There's more, lots more, but I'm all out of energy. Even my fingers ache. Yes, I have a tremendous amount of blessings in my life too, but for just one teensy tiny moment I'm feeling pity for myself and annoyance at feeling that pity. It's MY pity party, and I'll whine if I want to, whine if I want to, whiiiiiine if I want to. Oh, how the internal struggle battles on.......
Sunday, September 17, 2006
Something strange is afoot in the suburbs of Houston. Something that men seem completely powerless to resist. Something so alluring, they feel inexplicably drawn to my front door. What forces of nature are at work to render men so hypnotized by a dented, ugly, pukealicious, forest green, metal mass? Not even the famed Inspector Clousseau can solve this one.
The first inquiry came about six months ago with a middle aged Hispanic man rapping on my door wanting to pay me cash on the spot for my van. Laughingly, I told him that it wasn't for sale. Internally, I thought, "Holy crap! You can't perpetrate April Fool's Day jokes in March. What's wrong with you?"
Another month passed, and again a man knocked on my door with a hopeful, pleading look in his eyes wanting to purchase the van. Okay, that's just weird. I kindly explained that this is our paid off, trusty work vehicle. For the right price, we would sell, but not for the pittance people have offered. Disappointed, he trudged back down the driveway to his BRAND NEW BLACK HONDA SPORTS CAR! What?!!!!???
This was no fluke. No less than six men in six months have come a knocking, seeking possession of this by now, exalted, sacred cow like vehicle. I looked online and discovered that Chevrolet stopped production of their Astro model back in 2005, thus making my van a highly sought after prized jewel. It's built on a truck chassis, making it sturdier for work purposes than other mini vans that are constructed on a car frame. That means it's strong enough for your friendly neighborhood amateur Sumo Wrestling Team (don't forget to put towels on the seats. Ewww!), but made for a typical suburban soccer mom.

> **THE PROBLEM**
Could you give the blog post again from "There's more, lots" up to and including "struggle battles on.......", changing "energy" to "steam"? The records have no connection to the blog post.

Records:
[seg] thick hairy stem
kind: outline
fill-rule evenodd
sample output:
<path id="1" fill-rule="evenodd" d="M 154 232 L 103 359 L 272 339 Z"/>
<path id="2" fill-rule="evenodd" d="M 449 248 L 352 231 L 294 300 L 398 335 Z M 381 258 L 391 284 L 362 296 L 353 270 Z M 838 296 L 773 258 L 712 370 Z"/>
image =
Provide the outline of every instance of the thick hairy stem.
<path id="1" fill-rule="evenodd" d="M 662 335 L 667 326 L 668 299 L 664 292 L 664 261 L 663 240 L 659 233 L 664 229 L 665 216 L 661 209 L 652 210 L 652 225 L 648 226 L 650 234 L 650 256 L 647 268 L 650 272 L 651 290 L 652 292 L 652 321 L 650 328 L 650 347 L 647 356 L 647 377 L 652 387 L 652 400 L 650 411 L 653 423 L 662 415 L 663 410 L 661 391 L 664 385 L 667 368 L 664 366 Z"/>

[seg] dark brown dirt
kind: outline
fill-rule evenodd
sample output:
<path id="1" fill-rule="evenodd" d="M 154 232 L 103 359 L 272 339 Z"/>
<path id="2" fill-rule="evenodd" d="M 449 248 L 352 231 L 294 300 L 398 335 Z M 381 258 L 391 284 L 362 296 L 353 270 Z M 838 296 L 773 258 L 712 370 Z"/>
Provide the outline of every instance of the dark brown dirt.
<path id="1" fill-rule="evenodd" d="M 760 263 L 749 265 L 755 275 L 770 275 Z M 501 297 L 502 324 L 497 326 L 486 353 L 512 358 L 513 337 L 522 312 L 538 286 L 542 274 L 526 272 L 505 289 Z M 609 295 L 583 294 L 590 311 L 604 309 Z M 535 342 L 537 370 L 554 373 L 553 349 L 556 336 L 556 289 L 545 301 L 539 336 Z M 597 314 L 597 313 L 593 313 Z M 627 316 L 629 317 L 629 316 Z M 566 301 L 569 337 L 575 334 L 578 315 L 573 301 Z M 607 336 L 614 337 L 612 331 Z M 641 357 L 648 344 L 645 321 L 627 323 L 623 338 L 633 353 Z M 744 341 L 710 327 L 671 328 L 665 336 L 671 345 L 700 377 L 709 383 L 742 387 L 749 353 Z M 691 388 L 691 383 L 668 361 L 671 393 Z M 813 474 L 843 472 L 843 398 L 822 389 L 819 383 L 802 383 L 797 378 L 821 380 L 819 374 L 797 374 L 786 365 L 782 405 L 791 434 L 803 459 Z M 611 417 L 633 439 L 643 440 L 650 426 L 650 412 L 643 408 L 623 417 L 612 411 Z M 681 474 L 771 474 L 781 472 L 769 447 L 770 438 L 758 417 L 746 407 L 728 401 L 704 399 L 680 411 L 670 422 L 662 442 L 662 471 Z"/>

> **RESPONSE TO THIS EXERCISE**
There's more, lots more, but I'm all out of steam. Even my fingers ache. Yes, I have a tremendous amount of blessings in my life too, but for just one teensy tiny moment I'm feeling pity for myself and annoyance at feeling that pity. It's MY pity party, and I'll whine if I want to, whine if I want to, whiiiiiine if I want to. Oh, how the internal struggle battles on.......